The task ▸
Write out each line of the records that has "gold" in it.

Data excerpts:
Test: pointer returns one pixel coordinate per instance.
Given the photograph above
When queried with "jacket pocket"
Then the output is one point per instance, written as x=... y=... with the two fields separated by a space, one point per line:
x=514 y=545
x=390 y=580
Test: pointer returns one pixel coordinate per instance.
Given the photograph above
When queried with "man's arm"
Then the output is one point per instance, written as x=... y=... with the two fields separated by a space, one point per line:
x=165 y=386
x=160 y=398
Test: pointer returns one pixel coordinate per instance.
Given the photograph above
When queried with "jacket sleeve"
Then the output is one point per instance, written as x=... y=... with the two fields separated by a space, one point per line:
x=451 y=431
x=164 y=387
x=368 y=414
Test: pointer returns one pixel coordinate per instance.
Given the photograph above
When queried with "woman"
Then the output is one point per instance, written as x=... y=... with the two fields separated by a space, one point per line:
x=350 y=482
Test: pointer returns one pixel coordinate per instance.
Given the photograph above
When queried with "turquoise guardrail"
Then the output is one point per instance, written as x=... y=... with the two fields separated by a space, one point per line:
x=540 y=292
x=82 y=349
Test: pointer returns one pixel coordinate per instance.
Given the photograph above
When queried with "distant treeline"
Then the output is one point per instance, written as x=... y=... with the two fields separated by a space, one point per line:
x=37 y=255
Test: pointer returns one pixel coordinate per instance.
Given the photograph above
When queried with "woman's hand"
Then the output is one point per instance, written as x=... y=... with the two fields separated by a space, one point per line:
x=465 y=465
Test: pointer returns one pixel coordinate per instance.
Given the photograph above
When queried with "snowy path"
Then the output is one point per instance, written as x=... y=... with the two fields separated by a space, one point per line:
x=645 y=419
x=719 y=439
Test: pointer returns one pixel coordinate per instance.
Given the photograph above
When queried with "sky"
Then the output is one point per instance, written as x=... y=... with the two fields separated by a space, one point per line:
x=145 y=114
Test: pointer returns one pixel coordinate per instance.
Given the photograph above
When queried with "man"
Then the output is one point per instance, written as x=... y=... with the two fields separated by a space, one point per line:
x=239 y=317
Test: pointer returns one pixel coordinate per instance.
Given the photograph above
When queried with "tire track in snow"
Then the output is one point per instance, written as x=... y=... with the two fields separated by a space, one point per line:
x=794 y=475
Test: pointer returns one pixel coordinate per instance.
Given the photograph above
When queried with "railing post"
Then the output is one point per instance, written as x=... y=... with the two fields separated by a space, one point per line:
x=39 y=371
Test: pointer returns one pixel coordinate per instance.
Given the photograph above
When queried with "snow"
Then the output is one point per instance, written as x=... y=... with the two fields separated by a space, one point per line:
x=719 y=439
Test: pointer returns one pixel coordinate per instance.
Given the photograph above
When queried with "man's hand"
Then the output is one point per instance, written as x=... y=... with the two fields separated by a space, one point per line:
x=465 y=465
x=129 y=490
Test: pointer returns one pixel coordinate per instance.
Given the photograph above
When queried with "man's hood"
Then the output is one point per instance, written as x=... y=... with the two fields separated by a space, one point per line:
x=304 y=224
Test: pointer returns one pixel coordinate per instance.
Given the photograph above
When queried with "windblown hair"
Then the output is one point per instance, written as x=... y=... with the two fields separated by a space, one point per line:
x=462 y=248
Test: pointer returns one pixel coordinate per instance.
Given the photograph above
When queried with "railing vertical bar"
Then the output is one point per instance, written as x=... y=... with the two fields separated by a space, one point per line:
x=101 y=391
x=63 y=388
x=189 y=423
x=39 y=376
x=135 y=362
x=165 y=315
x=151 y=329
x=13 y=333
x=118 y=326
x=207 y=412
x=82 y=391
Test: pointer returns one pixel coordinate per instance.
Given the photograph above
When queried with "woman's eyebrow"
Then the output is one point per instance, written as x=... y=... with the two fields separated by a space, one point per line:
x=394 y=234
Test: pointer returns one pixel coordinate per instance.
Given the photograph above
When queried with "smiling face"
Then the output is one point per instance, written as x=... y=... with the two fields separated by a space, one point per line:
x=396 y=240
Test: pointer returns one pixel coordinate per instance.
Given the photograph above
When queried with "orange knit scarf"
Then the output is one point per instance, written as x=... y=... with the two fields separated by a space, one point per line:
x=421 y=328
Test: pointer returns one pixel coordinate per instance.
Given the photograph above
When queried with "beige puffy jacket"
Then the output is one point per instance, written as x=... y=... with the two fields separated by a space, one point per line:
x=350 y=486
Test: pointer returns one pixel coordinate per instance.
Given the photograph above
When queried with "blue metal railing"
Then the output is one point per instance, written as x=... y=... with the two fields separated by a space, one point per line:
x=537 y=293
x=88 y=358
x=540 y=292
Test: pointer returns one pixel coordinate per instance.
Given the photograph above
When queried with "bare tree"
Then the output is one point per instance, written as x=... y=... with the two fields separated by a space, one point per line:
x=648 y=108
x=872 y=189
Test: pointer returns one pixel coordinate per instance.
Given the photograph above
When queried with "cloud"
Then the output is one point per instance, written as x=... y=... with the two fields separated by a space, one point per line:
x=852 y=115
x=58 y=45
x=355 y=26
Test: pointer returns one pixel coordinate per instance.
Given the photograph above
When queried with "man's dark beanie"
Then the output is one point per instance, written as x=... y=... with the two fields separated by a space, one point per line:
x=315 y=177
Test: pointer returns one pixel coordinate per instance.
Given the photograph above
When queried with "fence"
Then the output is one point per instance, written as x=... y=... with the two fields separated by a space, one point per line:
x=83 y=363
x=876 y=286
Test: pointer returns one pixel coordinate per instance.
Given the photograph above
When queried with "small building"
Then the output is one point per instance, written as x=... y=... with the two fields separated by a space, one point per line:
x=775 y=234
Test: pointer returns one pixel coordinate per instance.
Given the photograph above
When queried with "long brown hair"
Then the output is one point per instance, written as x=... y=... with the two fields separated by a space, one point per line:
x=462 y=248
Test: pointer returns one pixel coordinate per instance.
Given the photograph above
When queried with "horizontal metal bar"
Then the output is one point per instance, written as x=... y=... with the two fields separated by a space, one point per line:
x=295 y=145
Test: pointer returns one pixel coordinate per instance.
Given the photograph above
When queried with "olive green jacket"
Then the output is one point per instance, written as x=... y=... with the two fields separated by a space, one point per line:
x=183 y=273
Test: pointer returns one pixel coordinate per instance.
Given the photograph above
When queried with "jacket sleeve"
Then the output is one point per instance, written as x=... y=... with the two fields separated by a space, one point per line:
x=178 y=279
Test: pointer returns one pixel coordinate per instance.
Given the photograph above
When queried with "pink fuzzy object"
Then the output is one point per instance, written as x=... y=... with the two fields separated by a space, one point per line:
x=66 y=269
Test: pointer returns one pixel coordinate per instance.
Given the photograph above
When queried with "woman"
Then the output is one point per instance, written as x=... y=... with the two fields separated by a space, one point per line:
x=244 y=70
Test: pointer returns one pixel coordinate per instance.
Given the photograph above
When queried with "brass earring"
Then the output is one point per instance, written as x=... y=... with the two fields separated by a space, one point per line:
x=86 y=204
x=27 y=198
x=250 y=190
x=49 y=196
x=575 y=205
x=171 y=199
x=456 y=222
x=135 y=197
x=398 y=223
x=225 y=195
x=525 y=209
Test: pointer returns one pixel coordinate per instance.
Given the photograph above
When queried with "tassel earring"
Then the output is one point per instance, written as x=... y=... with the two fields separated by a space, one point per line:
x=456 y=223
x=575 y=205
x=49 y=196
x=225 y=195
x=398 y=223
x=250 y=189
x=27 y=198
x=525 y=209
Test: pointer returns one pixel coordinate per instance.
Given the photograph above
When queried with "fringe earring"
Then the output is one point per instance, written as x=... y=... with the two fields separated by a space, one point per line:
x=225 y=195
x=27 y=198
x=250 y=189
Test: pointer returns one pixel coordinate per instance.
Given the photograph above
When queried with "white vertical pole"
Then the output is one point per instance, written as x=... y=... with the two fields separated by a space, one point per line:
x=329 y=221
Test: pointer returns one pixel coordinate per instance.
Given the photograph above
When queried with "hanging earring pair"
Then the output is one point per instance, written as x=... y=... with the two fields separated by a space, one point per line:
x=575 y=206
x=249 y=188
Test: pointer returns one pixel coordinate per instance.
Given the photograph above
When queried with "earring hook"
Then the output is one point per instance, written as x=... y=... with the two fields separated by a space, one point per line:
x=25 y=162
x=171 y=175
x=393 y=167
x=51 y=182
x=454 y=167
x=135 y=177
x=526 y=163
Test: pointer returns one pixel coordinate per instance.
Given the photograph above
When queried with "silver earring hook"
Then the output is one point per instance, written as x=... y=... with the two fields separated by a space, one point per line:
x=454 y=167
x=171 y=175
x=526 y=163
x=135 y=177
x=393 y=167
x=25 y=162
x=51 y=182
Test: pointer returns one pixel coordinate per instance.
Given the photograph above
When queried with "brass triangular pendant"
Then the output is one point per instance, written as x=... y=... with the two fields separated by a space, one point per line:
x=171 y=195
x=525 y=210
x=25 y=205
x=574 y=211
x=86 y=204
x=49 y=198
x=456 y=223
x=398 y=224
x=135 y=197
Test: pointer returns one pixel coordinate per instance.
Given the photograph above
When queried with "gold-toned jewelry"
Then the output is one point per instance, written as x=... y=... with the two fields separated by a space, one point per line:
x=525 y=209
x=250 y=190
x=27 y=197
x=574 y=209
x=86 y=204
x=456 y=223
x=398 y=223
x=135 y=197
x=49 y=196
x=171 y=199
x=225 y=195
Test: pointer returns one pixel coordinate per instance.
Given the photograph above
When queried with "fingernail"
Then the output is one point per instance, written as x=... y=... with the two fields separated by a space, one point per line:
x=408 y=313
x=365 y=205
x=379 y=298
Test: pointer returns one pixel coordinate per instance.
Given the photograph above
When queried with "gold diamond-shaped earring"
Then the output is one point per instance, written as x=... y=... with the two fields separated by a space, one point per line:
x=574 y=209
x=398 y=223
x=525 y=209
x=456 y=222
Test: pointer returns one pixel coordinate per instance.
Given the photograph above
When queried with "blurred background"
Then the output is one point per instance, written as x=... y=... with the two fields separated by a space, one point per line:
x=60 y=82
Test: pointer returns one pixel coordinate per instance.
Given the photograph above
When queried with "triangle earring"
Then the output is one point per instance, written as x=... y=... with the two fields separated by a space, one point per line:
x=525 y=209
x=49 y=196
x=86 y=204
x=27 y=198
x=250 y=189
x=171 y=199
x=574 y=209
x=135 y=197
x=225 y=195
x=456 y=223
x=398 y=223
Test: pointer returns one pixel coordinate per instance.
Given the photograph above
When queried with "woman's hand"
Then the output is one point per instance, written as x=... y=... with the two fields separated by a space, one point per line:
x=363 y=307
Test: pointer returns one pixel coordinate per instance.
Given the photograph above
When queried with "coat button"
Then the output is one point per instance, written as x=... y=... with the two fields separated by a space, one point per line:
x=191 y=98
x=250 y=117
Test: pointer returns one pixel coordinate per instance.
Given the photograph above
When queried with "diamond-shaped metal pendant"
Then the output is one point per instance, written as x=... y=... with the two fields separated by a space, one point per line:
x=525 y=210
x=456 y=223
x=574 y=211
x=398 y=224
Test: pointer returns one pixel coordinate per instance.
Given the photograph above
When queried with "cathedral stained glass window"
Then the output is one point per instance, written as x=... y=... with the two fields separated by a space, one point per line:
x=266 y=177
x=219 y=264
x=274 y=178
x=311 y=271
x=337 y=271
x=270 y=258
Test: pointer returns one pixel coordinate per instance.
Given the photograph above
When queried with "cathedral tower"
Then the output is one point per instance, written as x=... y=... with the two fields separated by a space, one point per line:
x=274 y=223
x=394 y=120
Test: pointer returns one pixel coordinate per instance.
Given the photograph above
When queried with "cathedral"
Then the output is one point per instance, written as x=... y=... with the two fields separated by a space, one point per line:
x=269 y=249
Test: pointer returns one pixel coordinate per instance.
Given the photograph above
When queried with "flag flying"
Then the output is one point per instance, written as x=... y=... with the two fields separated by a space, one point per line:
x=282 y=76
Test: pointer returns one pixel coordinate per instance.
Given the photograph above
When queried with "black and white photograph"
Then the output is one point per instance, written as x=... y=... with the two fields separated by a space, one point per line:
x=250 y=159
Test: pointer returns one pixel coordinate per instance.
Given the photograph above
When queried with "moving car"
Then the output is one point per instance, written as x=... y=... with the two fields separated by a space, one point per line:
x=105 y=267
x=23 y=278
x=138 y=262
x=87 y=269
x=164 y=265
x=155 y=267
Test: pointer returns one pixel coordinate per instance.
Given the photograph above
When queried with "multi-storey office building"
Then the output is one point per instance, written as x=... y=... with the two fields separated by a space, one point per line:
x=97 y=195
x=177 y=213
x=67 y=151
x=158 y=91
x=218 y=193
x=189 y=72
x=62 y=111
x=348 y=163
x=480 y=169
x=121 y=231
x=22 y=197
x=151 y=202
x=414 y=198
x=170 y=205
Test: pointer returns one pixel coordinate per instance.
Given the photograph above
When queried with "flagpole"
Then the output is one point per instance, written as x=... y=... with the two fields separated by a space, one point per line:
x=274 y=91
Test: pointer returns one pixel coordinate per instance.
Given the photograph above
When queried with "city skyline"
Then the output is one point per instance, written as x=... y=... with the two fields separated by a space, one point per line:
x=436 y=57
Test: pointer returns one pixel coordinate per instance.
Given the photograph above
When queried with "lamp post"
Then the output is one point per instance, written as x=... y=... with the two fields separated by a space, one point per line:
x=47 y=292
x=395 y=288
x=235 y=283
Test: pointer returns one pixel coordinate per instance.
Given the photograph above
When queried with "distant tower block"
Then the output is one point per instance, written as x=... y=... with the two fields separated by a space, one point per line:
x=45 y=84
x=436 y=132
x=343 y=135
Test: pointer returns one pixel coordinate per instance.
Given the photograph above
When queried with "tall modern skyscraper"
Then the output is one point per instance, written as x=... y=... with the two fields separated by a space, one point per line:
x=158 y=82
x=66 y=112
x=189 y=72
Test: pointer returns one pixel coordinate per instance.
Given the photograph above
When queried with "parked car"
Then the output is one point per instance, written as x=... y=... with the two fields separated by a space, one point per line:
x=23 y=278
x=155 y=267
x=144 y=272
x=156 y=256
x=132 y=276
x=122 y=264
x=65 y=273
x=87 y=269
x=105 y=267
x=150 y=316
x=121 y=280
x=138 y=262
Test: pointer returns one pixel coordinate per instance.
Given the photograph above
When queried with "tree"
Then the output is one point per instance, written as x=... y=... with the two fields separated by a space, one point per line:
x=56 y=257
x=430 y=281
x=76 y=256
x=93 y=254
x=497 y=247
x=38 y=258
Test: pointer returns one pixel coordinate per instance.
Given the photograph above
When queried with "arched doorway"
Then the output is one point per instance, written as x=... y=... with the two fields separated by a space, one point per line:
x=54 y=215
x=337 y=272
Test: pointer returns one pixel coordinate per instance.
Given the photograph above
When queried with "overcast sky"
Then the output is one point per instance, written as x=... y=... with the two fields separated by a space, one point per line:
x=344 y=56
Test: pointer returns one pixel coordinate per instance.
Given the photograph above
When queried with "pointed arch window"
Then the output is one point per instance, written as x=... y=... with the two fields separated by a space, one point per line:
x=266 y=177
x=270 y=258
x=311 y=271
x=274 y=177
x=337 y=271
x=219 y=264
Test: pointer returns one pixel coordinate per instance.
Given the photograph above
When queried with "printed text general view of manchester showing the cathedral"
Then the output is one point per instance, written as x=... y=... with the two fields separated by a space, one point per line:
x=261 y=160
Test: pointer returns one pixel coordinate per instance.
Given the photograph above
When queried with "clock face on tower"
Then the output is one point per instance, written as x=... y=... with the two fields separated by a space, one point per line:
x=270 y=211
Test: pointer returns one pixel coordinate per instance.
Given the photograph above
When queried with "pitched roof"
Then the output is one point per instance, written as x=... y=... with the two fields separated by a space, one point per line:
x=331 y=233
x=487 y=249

Answer for this exercise ▸
When queried with "gold-toned jewelry"
When queried with "gold diamond-shaped earring"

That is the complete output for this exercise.